INFORMATION SHOWN:
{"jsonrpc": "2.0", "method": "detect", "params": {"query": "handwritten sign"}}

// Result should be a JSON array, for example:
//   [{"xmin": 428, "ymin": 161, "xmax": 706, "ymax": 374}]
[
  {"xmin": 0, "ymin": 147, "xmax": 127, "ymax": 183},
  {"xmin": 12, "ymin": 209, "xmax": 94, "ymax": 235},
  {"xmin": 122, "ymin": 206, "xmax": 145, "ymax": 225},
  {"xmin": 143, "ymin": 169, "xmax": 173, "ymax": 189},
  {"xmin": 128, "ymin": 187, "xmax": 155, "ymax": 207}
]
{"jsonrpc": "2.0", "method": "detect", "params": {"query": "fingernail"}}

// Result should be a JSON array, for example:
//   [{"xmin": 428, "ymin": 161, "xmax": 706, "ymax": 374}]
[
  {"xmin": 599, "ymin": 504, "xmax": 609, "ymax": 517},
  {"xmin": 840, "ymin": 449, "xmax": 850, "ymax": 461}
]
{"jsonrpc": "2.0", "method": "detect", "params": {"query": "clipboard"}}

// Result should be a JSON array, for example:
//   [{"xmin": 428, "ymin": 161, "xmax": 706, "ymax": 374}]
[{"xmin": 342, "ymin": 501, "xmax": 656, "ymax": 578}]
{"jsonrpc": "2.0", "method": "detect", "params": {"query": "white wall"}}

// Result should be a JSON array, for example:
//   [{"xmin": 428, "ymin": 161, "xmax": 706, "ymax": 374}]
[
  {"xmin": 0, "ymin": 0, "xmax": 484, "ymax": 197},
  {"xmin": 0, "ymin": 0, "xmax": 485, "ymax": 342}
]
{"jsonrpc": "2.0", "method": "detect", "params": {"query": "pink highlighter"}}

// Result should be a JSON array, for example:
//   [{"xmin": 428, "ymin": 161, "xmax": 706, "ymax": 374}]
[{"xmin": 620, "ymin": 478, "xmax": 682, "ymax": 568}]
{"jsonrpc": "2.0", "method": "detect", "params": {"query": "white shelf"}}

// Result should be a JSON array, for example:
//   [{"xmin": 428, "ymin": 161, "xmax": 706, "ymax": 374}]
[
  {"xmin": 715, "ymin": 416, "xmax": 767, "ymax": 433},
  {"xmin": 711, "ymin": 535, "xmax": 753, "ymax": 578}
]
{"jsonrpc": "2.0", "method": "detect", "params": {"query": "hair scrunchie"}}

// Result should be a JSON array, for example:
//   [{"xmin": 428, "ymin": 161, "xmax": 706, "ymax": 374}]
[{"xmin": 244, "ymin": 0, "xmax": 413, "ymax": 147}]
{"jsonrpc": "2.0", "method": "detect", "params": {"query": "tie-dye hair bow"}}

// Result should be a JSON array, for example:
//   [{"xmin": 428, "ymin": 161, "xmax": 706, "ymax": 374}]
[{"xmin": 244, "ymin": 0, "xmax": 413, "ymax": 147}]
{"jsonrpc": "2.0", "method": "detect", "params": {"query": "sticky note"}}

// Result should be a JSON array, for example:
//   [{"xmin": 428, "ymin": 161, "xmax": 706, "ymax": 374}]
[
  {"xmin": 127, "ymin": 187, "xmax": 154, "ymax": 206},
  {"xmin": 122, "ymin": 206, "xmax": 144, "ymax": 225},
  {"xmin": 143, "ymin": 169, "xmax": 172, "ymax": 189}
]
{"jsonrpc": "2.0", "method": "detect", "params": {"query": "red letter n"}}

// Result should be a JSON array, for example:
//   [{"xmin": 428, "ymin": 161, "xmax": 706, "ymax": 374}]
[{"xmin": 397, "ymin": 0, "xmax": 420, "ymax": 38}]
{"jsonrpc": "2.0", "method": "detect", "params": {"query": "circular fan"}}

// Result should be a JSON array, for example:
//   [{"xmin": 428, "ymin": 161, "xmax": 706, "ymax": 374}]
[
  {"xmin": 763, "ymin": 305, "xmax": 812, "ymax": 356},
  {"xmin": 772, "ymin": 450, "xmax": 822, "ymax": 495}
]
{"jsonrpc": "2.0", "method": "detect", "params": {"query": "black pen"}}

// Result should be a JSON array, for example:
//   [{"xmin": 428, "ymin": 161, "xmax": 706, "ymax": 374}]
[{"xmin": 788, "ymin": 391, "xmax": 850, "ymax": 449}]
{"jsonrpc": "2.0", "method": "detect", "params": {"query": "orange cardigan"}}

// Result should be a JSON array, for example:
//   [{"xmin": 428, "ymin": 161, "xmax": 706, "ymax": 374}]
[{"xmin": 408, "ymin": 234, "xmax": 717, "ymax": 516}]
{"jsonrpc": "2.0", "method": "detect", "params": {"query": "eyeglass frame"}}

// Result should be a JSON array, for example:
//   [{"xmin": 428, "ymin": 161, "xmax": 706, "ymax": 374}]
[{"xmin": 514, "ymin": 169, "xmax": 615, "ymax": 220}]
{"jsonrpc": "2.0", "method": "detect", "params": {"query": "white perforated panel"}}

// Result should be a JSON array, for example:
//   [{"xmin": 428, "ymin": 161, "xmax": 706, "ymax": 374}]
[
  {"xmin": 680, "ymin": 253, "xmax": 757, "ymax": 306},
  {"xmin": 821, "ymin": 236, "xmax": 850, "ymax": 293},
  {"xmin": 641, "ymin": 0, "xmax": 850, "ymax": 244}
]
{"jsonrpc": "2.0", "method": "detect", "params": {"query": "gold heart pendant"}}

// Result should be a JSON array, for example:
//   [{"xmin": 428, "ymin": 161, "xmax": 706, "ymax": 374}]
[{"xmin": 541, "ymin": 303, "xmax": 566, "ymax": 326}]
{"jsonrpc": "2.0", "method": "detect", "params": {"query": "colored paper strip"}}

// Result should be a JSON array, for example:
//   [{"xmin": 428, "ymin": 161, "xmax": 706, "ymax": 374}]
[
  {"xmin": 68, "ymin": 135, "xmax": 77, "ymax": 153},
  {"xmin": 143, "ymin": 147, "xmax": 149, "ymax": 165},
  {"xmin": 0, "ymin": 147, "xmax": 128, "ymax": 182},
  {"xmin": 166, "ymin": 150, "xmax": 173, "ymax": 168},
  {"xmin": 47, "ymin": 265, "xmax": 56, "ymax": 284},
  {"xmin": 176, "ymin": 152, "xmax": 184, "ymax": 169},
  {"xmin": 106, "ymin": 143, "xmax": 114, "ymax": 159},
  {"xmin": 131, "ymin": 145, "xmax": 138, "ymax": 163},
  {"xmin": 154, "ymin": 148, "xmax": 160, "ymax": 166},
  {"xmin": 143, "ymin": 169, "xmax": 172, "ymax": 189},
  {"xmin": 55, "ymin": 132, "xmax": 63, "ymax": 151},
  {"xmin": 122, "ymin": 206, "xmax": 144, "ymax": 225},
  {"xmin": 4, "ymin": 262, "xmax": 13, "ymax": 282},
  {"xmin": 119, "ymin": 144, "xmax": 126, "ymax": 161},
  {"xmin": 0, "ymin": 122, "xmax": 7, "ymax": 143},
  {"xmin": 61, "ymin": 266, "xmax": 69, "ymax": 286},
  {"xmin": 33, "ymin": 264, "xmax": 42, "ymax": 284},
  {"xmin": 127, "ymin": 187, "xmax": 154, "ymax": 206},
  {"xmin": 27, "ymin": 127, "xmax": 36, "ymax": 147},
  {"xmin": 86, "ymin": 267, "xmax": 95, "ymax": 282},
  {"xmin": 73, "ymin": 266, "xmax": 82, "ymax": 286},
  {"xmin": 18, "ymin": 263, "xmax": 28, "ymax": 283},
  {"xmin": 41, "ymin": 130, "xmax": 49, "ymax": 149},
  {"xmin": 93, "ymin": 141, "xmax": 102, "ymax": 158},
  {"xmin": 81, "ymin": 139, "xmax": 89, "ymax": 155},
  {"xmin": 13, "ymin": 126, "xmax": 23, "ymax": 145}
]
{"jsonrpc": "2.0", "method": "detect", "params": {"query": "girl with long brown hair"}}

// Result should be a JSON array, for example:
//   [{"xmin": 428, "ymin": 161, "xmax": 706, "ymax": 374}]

TASK BRIEF: Going over every line of the entries, tally those containing the string "hair" and report only the figure.

TASK RESPONSE: 3